Task instructions
Gather each line of the items below that contains the word "puppy", and copy every such line in full.

Exercise material
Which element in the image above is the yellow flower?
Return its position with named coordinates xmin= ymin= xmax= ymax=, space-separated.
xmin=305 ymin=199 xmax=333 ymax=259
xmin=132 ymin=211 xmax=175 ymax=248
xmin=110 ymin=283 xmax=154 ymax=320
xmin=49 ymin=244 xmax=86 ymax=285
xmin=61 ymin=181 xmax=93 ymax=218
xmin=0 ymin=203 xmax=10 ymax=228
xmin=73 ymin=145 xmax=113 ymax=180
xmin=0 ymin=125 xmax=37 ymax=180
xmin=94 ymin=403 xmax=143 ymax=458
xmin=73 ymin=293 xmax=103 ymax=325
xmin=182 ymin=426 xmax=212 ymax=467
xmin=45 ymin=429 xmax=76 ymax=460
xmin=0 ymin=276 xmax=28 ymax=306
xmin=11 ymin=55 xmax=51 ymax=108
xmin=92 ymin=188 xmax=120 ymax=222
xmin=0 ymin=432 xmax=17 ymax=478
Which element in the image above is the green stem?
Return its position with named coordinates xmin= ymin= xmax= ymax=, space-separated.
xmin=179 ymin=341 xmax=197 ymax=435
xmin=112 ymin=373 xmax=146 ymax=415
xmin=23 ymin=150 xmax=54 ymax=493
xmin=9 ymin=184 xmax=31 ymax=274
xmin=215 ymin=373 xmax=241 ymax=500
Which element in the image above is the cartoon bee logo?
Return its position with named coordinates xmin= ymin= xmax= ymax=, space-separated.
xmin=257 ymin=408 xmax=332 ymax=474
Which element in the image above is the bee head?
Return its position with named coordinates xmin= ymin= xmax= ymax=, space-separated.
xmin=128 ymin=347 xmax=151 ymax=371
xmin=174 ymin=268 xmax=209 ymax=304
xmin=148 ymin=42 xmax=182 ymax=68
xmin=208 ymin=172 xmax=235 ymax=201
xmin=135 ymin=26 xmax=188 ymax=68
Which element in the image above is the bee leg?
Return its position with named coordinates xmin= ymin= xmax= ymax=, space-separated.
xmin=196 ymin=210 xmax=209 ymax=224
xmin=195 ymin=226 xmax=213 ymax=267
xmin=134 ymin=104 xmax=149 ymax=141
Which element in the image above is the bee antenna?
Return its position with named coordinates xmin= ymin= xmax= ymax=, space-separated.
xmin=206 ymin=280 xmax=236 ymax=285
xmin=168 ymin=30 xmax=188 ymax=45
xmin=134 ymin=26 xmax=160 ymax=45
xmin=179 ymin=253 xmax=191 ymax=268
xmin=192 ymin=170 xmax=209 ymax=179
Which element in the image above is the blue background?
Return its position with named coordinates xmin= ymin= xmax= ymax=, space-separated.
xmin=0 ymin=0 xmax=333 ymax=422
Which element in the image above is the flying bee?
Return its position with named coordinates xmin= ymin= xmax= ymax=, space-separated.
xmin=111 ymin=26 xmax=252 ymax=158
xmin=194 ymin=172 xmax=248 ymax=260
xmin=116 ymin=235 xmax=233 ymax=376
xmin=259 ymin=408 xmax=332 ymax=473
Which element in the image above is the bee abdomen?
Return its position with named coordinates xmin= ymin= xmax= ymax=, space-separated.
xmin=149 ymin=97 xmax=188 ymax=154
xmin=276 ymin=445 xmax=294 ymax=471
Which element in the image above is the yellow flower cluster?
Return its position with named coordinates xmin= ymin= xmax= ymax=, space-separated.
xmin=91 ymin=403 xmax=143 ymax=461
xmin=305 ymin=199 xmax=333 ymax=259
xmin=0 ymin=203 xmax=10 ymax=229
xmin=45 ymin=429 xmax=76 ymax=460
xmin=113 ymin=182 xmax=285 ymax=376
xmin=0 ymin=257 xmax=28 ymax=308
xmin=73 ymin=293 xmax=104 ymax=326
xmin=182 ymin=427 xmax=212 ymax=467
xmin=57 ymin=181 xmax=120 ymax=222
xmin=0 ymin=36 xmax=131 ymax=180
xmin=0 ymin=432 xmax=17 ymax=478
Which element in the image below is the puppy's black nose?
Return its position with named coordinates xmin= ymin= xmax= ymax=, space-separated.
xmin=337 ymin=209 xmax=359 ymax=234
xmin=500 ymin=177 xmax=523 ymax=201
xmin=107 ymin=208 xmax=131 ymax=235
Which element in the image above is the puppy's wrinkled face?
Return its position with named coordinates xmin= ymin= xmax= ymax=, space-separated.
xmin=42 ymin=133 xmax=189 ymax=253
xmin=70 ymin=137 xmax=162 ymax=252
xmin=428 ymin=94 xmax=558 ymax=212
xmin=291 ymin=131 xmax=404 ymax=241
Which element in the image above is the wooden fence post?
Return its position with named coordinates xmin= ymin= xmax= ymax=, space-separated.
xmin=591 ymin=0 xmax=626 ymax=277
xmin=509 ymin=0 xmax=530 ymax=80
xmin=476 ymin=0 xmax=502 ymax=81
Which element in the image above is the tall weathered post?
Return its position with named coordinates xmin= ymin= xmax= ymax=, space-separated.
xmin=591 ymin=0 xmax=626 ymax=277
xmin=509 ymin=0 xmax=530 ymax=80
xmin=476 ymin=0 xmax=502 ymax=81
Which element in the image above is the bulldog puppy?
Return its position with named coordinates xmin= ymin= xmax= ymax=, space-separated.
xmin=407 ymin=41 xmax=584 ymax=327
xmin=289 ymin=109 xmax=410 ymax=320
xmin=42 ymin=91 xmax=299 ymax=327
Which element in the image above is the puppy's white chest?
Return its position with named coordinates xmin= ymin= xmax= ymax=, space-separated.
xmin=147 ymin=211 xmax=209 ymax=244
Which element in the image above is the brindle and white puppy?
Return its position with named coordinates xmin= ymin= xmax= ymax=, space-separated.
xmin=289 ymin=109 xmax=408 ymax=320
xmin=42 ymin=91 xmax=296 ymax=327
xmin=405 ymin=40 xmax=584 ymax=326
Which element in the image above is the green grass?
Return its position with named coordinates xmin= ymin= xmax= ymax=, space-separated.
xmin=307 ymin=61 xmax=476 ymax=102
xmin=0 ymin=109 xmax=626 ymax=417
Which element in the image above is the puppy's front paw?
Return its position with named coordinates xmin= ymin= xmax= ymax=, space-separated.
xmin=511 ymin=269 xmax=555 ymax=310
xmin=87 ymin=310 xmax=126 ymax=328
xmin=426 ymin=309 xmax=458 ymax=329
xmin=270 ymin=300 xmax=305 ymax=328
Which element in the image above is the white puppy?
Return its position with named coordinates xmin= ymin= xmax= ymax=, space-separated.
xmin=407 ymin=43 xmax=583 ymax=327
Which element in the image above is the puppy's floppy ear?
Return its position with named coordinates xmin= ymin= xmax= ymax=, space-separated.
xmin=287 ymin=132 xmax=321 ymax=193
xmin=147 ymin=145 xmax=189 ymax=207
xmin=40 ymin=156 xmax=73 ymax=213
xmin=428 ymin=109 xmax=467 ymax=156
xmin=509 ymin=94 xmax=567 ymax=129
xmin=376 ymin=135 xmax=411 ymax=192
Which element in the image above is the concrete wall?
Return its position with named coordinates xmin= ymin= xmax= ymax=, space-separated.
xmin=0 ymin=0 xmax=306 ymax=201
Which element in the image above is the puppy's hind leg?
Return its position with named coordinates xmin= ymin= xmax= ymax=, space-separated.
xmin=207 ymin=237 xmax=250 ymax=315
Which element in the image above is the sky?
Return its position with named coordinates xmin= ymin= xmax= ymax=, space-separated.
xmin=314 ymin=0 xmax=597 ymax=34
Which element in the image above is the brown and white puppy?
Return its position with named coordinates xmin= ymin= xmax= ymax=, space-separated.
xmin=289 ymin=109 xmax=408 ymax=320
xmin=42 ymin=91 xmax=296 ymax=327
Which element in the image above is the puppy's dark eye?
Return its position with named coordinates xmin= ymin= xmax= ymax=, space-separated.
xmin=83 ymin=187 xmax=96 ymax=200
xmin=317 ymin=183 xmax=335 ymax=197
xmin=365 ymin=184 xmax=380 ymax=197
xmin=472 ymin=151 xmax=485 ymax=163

Result of the task
Which element in the image below is the puppy's black nose?
Which element in the image above is the puppy's wrinkled face?
Which element in the image above is the bulldog puppy?
Which element in the image above is the puppy's white chest?
Which element in the image above is the brindle and white puppy?
Which element in the image above is the puppy's front paw?
Which element in the image above is the white puppy?
Which element in the image above is the puppy's floppy ear?
Which element in the image above is the puppy's hind leg?
Which element in the image above is the brown and white puppy?
Which element in the image above is the puppy's dark eye?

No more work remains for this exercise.